--- Start THE RECORDS ---
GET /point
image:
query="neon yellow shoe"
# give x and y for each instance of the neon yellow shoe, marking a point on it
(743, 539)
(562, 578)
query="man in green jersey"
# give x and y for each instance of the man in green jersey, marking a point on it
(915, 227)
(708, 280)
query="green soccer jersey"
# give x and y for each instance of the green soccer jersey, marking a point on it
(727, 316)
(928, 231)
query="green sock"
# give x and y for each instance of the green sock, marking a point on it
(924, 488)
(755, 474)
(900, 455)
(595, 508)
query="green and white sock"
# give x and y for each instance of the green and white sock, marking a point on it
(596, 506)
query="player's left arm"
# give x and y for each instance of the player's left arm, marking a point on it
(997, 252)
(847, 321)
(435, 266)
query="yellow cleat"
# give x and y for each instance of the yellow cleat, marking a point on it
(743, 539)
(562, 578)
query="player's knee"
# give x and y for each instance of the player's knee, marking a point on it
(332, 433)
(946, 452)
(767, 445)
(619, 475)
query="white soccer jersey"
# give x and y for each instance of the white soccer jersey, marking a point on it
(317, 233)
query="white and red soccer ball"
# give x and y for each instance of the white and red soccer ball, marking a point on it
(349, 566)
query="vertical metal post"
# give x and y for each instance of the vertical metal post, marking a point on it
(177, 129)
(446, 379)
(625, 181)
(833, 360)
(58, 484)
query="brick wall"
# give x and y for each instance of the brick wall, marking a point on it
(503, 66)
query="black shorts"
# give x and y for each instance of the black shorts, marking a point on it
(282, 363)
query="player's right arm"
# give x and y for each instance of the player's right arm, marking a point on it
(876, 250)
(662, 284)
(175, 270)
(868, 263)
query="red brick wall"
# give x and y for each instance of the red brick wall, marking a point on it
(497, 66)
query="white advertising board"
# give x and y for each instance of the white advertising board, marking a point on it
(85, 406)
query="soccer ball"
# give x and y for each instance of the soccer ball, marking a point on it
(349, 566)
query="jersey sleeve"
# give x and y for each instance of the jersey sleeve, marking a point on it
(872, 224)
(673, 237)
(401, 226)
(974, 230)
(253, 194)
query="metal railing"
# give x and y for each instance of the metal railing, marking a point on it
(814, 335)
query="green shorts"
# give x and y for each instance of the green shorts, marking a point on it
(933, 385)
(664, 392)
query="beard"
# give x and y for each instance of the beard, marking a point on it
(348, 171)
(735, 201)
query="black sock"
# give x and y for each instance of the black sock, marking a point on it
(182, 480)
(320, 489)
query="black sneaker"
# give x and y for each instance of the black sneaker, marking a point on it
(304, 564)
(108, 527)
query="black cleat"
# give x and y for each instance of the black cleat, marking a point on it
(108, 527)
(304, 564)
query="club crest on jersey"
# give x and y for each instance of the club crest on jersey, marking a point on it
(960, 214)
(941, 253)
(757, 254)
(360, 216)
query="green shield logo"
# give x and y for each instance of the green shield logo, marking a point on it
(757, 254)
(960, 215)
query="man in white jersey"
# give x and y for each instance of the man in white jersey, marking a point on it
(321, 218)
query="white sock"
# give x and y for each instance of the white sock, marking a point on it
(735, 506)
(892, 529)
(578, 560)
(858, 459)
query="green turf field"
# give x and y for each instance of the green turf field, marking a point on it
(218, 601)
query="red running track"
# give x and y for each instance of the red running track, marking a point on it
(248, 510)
--- End THE RECORDS ---
→ **PROBLEM STATEMENT**:
Please output the complete data exactly.

→ **TASK OUTPUT**:
GET /point
image:
query="neon yellow shoe"
# give x and y for each instance of the neon yellow shoe, marking a point on it
(743, 539)
(562, 578)
query="man in green jersey"
# give x and y for each instance of the man in green jersey, marking a point on it
(915, 227)
(708, 280)
query="green soccer jersey"
# give x and y for each instance of the green soccer jersey, marking a point on it
(727, 316)
(928, 231)
query="green sock"
# give x and y for each instance of the green sock, marking a point on it
(924, 488)
(755, 474)
(900, 455)
(595, 508)
query="green and white sock"
# give x and y for each instance of the green and white sock, marking a point on it
(596, 506)
query="player's left arm"
# give x and y for each instance of the player's left arm, marking a point on it
(997, 252)
(847, 321)
(435, 266)
query="yellow cleat"
# give x and y for each instance of the yellow cleat, marking a point on it
(743, 539)
(562, 578)
query="player's knee"
# give x and y for each instance of the player's knee, marking a point on it
(332, 433)
(946, 452)
(767, 445)
(619, 475)
query="white soccer jersey"
# give x and y for each instance of the white soccer jersey, marking a point on it
(317, 233)
query="white and red soccer ball"
# give x and y for each instance of the white and red soccer ball, marking a point on it
(349, 566)
query="vertical metal post"
# give x and y for each instance of the vertical metal post, marking a point on it
(177, 129)
(446, 379)
(625, 181)
(833, 360)
(58, 484)
query="brick wall"
# give x and y for each instance of the brick wall, marking a point on it
(503, 66)
query="black shorts"
# give x and y for each instance of the black shorts, marking a point on it
(282, 363)
query="player's right arm"
# give x and y for each instance of the player's right arm, marking a point on it
(876, 250)
(662, 284)
(175, 270)
(868, 263)
query="red brick wall"
# give x and y for each instance of the red brick wall, marking a point on it
(497, 66)
query="white advertising board"
# give x and y for each instance of the white advertising board, marking a point on it
(85, 406)
query="soccer ball"
# give x and y for each instance of the soccer ball, marking a point on it
(349, 566)
query="jersey sleeve"
# give x and y for each instance of the jersey sleeve, marking a point on it
(872, 224)
(673, 237)
(401, 226)
(974, 230)
(253, 194)
query="metal railing"
# give x and y for each instance of the metal railing, marking a point on it
(814, 335)
query="green shorts"
# give x and y for each instance of the green shorts, marking a point on it
(933, 385)
(664, 392)
query="beard"
# give x and y for each instance of the beard, marking a point on it
(348, 171)
(735, 201)
query="black sock"
# give x and y for each instance of the black sock, marking a point on it
(182, 480)
(320, 489)
query="black sneaker"
# give x and y for each instance of the black sneaker, marking a point on it
(304, 564)
(108, 527)
query="black cleat"
# give x and y for each instance of the black cleat, marking a point on it
(108, 527)
(304, 564)
query="club crest on jersey"
# give x and y for each instance of the club crest on jersey, marking a point on it
(960, 214)
(941, 253)
(757, 254)
(360, 216)
query="green shield logo"
# give x and y for each instance of the green shield logo, marking a point on it
(757, 254)
(960, 215)
query="man in white jersey"
# give x and y for each instance of the man in white jersey, marking a point on it
(321, 218)
query="white sock"
# give x and y for each instance of the white sock, marking a point on it
(735, 506)
(892, 529)
(578, 560)
(858, 459)
query="green turf field"
# give x and y for each instance of the green turf field, marking a point on it
(218, 601)
query="red running track"
# give x and y for each instance of the red running track, marking a point on it
(248, 510)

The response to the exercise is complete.